• PASSAGE TO READ:
========
You should eventually walk through here:


and in front of you should be this square (Pariser Platz):

Adlon 5

On your right -where the American flag is – is the US Embassy. Heckle the security guards at your own risk. The dark building behind the fountain used to house Albert Speer’s studio and Hitler used to walk across the Ministry Gardens (behind the studio) from time to time to talk architecture with Speer. I have read that some of Speer’s studio rooms still exist but I haven’t been inside to find out. In 2016 the building housed an art gallery. Those columns on the far right house the tourist office and we will be coming back here.

The large building with the green roof is the famous Adlon Hotel. The original hotel was built by Louis Adlon, a wine merchant, and opened in 1907. This is what it looked like:

Berlin, Hotel Adlon

And during the Third Reich:


And after the Third Reich:


Source: Pinterest

In the photo above you can see a brick wall was built to protect the hotel and its guests from bomb splinters during air raids. There was also a large bunker built beneath it which served as a hospital during the final days fighting in the capital in 1945. The hotel pretty much survived the war but became a victim of some drunken Russian soldiers who got a skinful from the hotel’s wine cellars and accidentally burnt the hotel out. The patients had to be carried outside into Pariser Platz once the fighting had stopped.
========
(Phrase grounding data)

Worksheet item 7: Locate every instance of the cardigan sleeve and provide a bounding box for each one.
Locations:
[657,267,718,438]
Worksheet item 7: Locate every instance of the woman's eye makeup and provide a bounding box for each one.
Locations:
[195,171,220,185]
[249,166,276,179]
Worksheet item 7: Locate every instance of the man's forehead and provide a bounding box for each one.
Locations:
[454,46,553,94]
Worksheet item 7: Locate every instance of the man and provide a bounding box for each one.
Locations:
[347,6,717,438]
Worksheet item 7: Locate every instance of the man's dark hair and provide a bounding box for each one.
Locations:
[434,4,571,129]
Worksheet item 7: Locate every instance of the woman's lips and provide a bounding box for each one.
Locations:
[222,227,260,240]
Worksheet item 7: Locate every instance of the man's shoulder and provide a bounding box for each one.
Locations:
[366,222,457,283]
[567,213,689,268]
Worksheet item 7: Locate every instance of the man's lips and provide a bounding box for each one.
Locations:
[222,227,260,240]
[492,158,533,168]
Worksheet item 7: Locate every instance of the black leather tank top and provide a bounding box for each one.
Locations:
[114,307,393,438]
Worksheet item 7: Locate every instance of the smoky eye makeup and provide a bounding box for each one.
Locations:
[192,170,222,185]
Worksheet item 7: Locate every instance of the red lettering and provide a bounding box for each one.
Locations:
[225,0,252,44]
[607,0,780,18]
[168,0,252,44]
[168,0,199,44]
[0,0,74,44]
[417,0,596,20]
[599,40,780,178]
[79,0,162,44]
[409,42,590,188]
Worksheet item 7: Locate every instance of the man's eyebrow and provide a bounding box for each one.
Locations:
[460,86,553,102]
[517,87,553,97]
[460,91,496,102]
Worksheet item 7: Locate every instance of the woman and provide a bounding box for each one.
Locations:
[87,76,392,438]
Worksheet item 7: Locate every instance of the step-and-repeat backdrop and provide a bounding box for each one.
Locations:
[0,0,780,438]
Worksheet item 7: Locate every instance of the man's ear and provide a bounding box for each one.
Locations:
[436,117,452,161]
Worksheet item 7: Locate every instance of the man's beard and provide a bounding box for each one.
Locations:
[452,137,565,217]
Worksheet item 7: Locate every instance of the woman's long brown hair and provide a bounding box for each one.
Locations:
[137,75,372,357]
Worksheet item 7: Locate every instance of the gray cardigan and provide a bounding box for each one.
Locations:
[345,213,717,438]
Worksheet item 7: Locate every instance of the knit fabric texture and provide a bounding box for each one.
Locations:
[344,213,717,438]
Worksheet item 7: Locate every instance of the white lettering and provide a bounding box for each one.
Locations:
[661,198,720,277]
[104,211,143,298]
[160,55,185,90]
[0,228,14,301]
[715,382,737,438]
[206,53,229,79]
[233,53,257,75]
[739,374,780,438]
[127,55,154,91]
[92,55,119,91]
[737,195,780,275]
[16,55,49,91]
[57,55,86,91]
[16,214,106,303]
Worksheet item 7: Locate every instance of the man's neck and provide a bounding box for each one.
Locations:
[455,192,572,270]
========
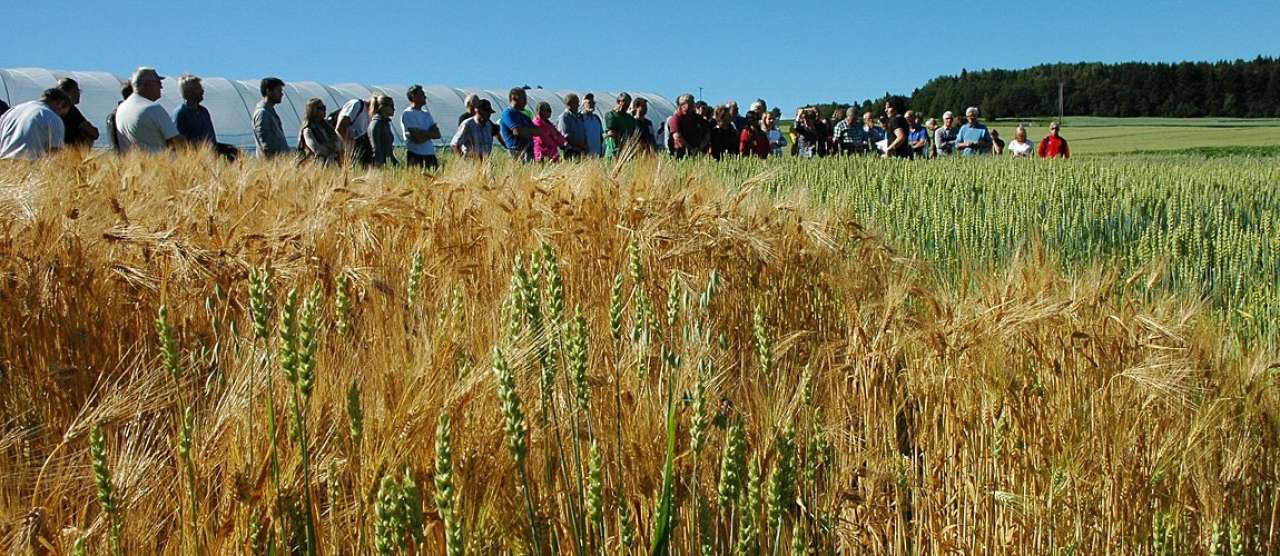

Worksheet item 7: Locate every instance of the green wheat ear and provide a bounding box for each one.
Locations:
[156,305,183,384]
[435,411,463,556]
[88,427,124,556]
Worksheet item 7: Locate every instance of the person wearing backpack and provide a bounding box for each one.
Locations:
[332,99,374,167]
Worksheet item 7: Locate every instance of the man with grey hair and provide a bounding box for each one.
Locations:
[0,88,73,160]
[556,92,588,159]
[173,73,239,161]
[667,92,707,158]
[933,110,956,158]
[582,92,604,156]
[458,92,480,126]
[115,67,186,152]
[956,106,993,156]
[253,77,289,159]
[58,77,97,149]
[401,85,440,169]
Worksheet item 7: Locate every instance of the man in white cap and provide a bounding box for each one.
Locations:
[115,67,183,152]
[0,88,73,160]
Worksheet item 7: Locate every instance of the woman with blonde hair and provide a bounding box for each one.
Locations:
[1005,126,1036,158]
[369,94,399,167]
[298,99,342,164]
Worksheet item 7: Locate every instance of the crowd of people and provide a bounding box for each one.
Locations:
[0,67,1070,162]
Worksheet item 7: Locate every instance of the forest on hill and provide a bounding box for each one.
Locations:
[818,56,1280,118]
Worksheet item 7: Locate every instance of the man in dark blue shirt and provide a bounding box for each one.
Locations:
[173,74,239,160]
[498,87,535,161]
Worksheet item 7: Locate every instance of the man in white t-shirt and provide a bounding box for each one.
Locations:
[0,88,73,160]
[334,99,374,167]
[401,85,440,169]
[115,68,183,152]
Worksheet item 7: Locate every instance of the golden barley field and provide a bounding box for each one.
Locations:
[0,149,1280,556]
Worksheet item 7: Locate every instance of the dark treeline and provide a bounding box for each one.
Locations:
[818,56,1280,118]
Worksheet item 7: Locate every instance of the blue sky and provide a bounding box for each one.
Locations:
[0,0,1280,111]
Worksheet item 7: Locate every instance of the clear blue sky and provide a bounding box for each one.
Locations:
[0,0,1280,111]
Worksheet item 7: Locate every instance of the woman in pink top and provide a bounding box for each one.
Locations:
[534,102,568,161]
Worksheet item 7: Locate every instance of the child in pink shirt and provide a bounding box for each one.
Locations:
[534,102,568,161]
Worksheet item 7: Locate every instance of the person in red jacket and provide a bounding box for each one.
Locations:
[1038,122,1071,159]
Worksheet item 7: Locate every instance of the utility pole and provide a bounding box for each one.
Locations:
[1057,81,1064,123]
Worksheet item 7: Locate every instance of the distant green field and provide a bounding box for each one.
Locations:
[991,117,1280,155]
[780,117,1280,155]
========
• QUESTIONS:
- a) In the passage about Pariser Platz and the Adlon Hotel, who built the original hotel, and in what year did it open?
- b) Write the next part of the passage about Pariser Platz and the Adlon Hotel, picking up after its final sentence.

• TASK RESPONSES:
- a) Louis Adlon, a wine merchant, built it, and it opened in 1907.

- b)
9165810dd6f07004ebc7229e3f04f843 pin

Source: Pinterest

So you’ve walked through the Brandenburg Gate and you’re in Pariser Platz. Walk down towards the Adlon Hotel. You may care to spare a moment to see if you can spot any famous people. The Queen stays at the Adlon for example. However, if you look up to your right you can see the very window (circled) where Michael Jackson dangled his baby Doona (or whatever his name is) for the hordes of adoring nincompoops who like that sort of thing.


And had the building not been rebuilt, this would have been the same window in c.1946:


Source: Pinterest.

When you have sated your desire for windows-out-of-which-a-baby-was-dangled, walk down to the first cross street. What stretches ahead of you is Unter Den Linden but we are taking a sharp right into Wilhelmstrasse which was traditionally the centre of government in Germany from about 1870 onwards. Walk down Wilhelmstrasse. You will pass the British Embassy which is still in the same place it was pre-war. It is the weirdly shaped building with the slanted flagpole out the front, where the head of the red arrow is. I think it’s still there but with Brexit and all they may have packed up their tweed jackets and gone back to sunny Blighty. (For photos of the British Embassy, see Post 11: Getting One’s Bearings)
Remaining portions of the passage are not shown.